**PASSAGE TO READ:**

The Dualistic Relationship Between Religion and Ethics and Their Main Points Essay

The link between religion and ethics is, and historically has been, of utmost importance, not only for theologians and philosophers, but also for human society as a whole, as it leads us to consider to role of religion in our society (Austin, 2006:2). The above argument attempts to establish a such link between religion and morality. It suggests that God’s commandments can make an action morally wrong (or right), and in this way the argument above is an example of the Divine Command Theory (DCT), which is roughly the view that morality is somehow dependent on God (Austin, 2006:1).

According to the DCT, God provides an explanation for why certain actions are morally right or wrong.

After presenting the DCT fully, I will argue against it by putting forward what I believe is its strongest objection: Euthyphro’s dilemma, which attacks, fundamentally, the way in which morality is claimed to be dependent on religion. I then consider and disarm a response to the Euthyphro dilemma, which considers God’s purportedly loving nature.

If I were able defend this objection, it could do serious damage to the claim of the DCT. Thereafter, I consider a second objection based on the issue of religious plurality, which attempts to undermine the DCT by highlighting the vast differences and often direct contrasts between and within different religions, which makes it difficult to use the DCT objectively. I then attempt to defend this objection from a response. In presenting these two objections and disarming one response to each, I aim to conclude that the DCT is an inadequate conception of morality, and that morality is therefore not dependent on God in any way. This would then allow me to make the statement that the given argument above fails.

The Divine Command Theory

According to a Divine Command Theorist, it is God who decrees what is right and wrong (Rachels, 2015:51). More specifically, the DCT can be broken up into three parts (Rachels, 2015:51): An action is morally required if and only if God commands us to perform it.

**RECORDS SUPPLIED:**
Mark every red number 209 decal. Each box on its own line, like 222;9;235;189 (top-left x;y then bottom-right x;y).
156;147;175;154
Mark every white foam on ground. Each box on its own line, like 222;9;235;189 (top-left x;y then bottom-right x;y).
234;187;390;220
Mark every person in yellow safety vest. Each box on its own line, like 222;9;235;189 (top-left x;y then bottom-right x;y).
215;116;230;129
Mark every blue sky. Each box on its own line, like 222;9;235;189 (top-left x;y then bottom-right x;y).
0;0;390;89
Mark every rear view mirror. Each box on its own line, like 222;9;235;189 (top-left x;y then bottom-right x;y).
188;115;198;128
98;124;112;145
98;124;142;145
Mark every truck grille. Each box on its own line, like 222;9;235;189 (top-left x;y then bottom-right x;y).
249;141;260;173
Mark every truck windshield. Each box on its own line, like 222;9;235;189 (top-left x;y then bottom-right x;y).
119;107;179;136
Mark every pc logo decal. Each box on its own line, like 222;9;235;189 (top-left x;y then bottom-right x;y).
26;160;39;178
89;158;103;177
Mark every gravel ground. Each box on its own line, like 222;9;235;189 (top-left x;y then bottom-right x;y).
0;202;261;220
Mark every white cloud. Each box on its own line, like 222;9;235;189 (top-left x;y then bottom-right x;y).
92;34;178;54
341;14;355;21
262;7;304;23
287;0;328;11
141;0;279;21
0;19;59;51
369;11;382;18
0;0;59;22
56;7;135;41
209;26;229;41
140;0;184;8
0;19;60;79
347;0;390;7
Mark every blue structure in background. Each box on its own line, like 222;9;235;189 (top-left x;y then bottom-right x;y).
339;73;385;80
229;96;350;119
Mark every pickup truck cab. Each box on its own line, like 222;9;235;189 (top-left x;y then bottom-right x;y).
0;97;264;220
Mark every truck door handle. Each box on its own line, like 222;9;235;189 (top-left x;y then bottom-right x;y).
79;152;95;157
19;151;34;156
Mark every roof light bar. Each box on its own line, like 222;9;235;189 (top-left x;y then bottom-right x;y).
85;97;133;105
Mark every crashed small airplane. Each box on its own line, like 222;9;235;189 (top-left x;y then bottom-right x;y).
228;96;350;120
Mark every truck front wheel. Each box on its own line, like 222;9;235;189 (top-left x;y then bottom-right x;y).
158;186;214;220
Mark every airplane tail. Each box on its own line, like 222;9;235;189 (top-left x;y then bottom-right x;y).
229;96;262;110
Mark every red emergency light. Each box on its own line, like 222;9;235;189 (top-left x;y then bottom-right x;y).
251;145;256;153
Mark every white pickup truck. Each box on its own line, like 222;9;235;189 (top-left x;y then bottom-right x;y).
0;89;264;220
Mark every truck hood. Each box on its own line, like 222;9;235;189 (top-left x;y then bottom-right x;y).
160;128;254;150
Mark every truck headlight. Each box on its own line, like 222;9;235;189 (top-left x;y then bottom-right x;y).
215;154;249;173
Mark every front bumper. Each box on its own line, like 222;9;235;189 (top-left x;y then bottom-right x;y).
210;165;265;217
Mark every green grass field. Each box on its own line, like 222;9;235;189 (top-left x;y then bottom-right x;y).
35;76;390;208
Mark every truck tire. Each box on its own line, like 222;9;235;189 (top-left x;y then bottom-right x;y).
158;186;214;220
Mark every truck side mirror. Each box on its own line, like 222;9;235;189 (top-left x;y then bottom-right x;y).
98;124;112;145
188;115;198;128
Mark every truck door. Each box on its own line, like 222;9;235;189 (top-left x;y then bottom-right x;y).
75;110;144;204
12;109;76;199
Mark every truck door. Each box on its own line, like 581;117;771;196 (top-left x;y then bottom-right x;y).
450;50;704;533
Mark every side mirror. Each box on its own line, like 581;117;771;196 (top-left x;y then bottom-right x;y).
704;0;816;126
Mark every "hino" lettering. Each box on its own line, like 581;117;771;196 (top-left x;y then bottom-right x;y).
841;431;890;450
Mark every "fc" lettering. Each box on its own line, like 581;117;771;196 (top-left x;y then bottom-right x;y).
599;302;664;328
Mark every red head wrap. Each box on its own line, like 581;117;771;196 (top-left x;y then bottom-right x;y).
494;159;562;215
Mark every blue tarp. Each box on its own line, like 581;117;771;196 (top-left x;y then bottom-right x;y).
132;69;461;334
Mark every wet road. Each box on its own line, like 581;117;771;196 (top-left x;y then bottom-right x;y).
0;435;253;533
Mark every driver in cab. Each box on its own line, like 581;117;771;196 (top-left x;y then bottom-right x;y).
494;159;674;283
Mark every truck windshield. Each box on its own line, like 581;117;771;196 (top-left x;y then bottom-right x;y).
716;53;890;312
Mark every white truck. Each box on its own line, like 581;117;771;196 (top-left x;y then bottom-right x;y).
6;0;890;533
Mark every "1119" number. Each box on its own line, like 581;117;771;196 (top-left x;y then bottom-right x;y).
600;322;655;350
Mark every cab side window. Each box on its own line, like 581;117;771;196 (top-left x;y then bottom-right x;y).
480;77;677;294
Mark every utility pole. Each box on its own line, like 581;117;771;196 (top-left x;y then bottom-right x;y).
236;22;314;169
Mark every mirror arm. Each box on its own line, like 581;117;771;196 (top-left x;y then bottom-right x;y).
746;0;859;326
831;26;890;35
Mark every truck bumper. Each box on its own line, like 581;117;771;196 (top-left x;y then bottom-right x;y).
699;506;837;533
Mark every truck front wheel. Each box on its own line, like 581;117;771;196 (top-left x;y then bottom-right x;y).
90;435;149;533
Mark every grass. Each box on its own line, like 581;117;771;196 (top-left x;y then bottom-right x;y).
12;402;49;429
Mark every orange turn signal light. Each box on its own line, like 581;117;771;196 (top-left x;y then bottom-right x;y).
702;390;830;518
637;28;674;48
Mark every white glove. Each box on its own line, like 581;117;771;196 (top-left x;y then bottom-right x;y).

**TASKS AND EXERCISES:**
- a) According to the essay on religion and ethics, why does the objection from religious plurality undermine the Divine Command Theory? Answer in one to three sentences.
- b) Resume the essay on religion and ethics from its last sentence.
None of the lines have any bearing here.

**THE ANSWERS:**
- a) It highlights the vast differences, and often direct contrasts, between and within different religions. Those differences make it difficult to use the Divine Command Theory objectively.

- b)
It is God’s commanding that makes the action morally required. Such commandments usually exist in the form of religious texts, such as the Bible or the Torah. Claim A deals with positive duties; things we are required to do, however the DCT also applies to negative duties. An action is morally prohibited if and only if God commands us not to perform it.

Negative duties are acts that we are morally required not to do. For example, one of the Ten Commandments is “you shall not murder” (Exodus 20:1-17, King James Version). Since God has commanded us not to murder, according to the DCT, murder is therefore morally prohibited. However, there are many actions to which God does not make specific reference. There is thus a third part to the DCT, which deals with those actions that God does not mention.

An action is morally permissible if and only if God neither commands us to nor commands us not to perform it. A morally permissible act is an act that is neither required nor prohibited. It is an act that, morally, you may perform, but are not under any obligation. These acts are in a sense ‘morally neutral (Rachels, 2015;51).

Although this theory may be appealing, since it seems that it would, if shown to be true, establish a sort of objective moral standard grounded in religion, I will proceed to show the claim of the DCT to be false by objecting to it on two grounds.

The Euthyphro Dilemma

Firstly, the Euthyphro dilemma highlights a deep flaw with the DCT. Essentially, the Divine Command Theorist is presented with two alternatives, and has to choose one. However, neither of the two alternatives are acceptable, due to certain problems, and so the Divine Command Theorist is forced to reject the DCT entirely.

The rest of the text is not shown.